DOCUMENT –
Sharing the Music of Days gone by...

Don't let your music fall silent February 12 2023

About eight years ago, I wrote my last blog. About the Borodin Quartet and the beautiful encore they had saved for the audience, as the cherry on top of a grandiose concert. They played an arrangement by Tchaikovstky: Sweet Dreams.

Last Friday, I said goodbye to a loved one. After many beautiful words, my sister and I played Sweet Dreams, as a last wish and greeting. At moments like these, you realise that, where words fall short, music can take over.

Over the years, I started playing less. Daily chores, work, life, it takes up so much time that I no longer got around to playing music. This week, I realised again the importance, joy and comfort that music can bring. Therefore, dear reader, I hope you too will continue to pick up your instrument. Even in the difficult periods of your life. Or just.

Keep playing. Don't let your music fall silent.

Because it makes us smile..... April 12 2015

Yesterday I had the pleasure of attending a concert of the Borodin Quartet in the Concertgebouw of Amsterdam. What a treat! On the program were quartets of Borodin, Shostakovich and Tchaikovsky. The performance lived up to the expectations of the spoiled concert audience of the Dutch capital.

From the audience bravo’s sounded and the Quartet was kind enough to play a delicate encore. They chose an arrangement by Rostislav Dubinsky of Sweet Dreams from Tchaikovsky’s Children’s Album. Rostislav Dubinsky was one of the founding fathers of the Borodin Quartet in 1945, playing the first violin until 1970 when he left the Soviet Union and defected to the West.

One of the things that I like about the Borodin Quartet – apart from their (nearly) unmatched musicality – is their subdued movements on stage while preforming. In fact, Ruban Aharonian, who plays the first violin, hardly seems to move at all. Exaggerated swishes and tormented faces are foreign to the Borodin Quartet. Where other musicians sometimes dish up a theatrical performance that forces you to close your eyes in order to concentrate on the music, the Borodin Quartet was – as my companion stated with a good sense of understatement – quite sparse with their body language. Fortunately so!

At one moment however, the stoic face of Aharonian did show a faint smile. It was during the performance of Sweet Dreams, a salon music-like piece, delicate with tasteful delays and an immersive nostalgic melody. On stage there was only the joy of playing. The joy I recognise so well when my (humble) string quartet plays a newly arranged piece by my friend Arjan van der Boom.

And that, my friends, is the power of music. To paint a smile on even one of the most stoic faces I know, the face of Ruban Aharonian. The power of Salon Music.

 


Christmas Season is here! December 07 2014

The Christmas season is here and we’re getting into the right spirit. We added several beautiful arrangements of Christmas music that originate from more than a century ago.

For instance: everybody knows Jingle Bells, but did you realize that this popular song was composed more than 150 years ago by a whaler named James Lord Piermond? We didn’t. Or take Miss Fogarty’s Christmas Cake, a cake from hell if we are to believe the lyrics. Also nearly 140 years old (not the cake, but the song).

The chorus is as follows:

There were plums and prunes and cherries,
There were citrons and raisins and cinnamon, too
There was nutmeg, cloves and berries
And a crust that was nailed on with glue
There were caraway seeds in abundance
Such that work up a fine stomach ache
That could kill a man twice after eating a slice
Of Miss Fogarty's Christmas cake.

WHAT YOU WILL DO –
A) Answer these questions about the blog:
(i) In which concert hall did the writer hear the Borodin Quartet?
(ii) In what year was the Borodin Quartet founded?
(iii) Who played Sweet Dreams with the writer after the goodbye to a loved one?
B) Can you rewrite the blog from "Sharing the Music" up to and including "Tchaikovstky: Sweet Dreams.", renaming "Sweet Dreams" as "Sweet Reverie"?
C) What are all the post dates given in the blog?

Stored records
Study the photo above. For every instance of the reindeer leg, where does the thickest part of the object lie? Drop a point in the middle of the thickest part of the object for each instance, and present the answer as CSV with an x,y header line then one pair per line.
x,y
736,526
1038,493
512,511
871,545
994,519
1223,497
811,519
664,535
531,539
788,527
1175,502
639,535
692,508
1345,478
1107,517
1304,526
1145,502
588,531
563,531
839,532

PER-TASK OUTPUTS –
A)
(i) The Concertgebouw of Amsterdam
(ii) 1945
(iii) The writer's sister

B)
Sharing the Music of Days gone by...

Don't let your music fall silent February 12 2023

About eight years ago, I wrote my last blog. About the Borodin Quartet and the beautiful encore they had saved for the audience, as the cherry on top of a grandiose concert. They played an arrangement by Tchaikovstky: Sweet Reverie.

C)
February 12 2023
April 12 2015
December 07 2014